● **GOAL**: Write the next part of the music-video roundup below, starting right after its heading "1. PUJOL (KEXP)".

═══ EXCERPTED TEXT ═══

Heartbreaking Bravery

@heartbreaking_bravery | heartbreakingbraveryllc@gmail.com | @hbreakbravery

Tag: She Keeps Bees

Watch This: Vol. 54

With another week of predictably great live outings behind us, it’s time to look back on some of the best videos to surface in that stretch. It’s also another week were limiting the selections to five can be frustrating, as it means excluding things like S’ gorgeous KEXP session and an equally stunning set from She Keeps Bees for bandwidth. That said, the fact that those aren’t in the featured five is a particularly strong indicator for this week’s overwhelming strength. Full sets made a sizable impression and secured three spots in this series’ 54 installment while Watch This returns to Nick Cave & the Bad Seeds’ Austin City Limits session and pays a visit to a soul legend. There’s a lot of memorable material on display, all of it worthy of a serious amount of admiration. So, as always, sit back, mute the world, let all of the distractions dissolve, adjust the volume to appropriately blistering levels, relax, and Watch This.

1. PUJOL (KEXP)

═══ PROVIDED MATERIAL ═══

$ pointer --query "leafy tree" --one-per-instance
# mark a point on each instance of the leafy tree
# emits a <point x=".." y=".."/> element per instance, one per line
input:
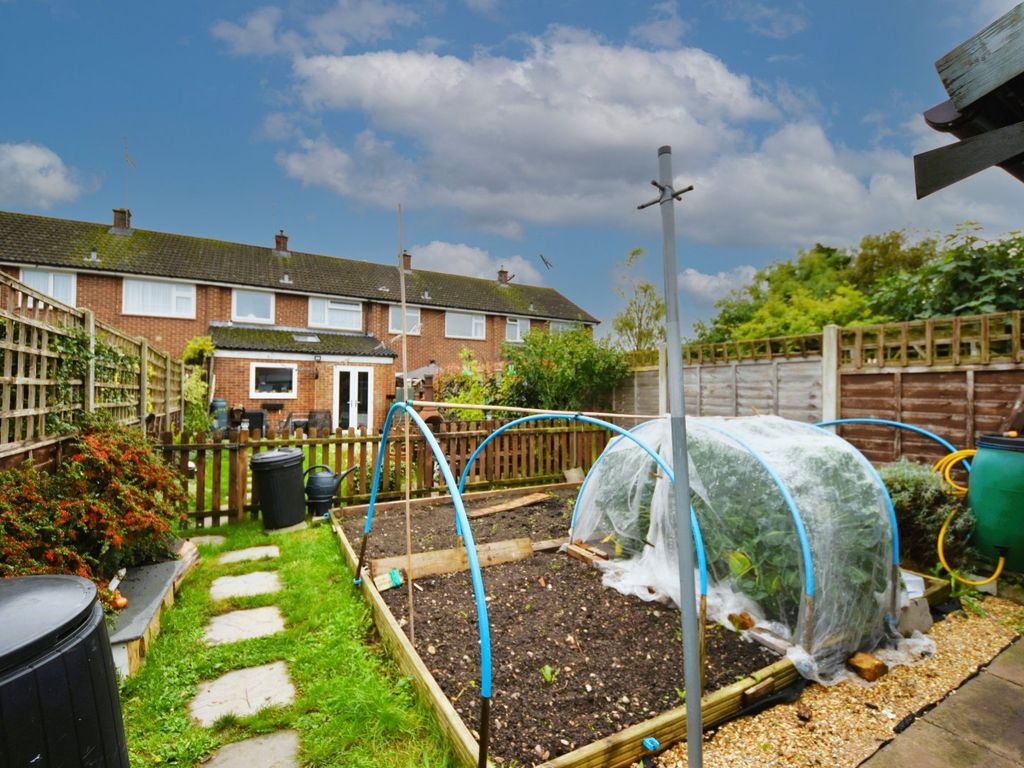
<point x="882" y="255"/>
<point x="198" y="350"/>
<point x="641" y="325"/>
<point x="801" y="312"/>
<point x="566" y="371"/>
<point x="971" y="276"/>
<point x="787" y="298"/>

═══

● **RESPONSE**:
PUJOL’s The United States of Being was the kind of quiet career-making record that had the potential to push the band onto the radar’s of some influential people. However, any time that happens it also heavily increases the levels of expectation for a follow-up. A contract with Saddle Creek and one excellent record later, PUJOL’s doing their best to put those doubts to rest. One thing that’s never been in doubt? The band’s ability to deliver a killer live performance, which is exactly what they turn in via this blistering (and absurdly fun) four-song set for the unfailingly great KEXP.

2. Lee Fields – Don’t Leave Me This Way (La Blogotheque)

There are few things more reassuring to see than a person being celebrated for doing something they both excel at and clearly love. In their most recent video for their acclaimed Take Away series, La Blogotheque turned their lenses on soul legend Lee Cooks delivering a powerful performance of “Don’t Leave Me This Way” to a group of appreciative bystanders, accompanied only by a guitarist. It’s a staggeringly beautiful reminder of Fields’ natural prowess as a performer and an incredible moment that was lovingly captured for everyone to visit (and revisit) for years to come.

3. Ex Hex (WNYC)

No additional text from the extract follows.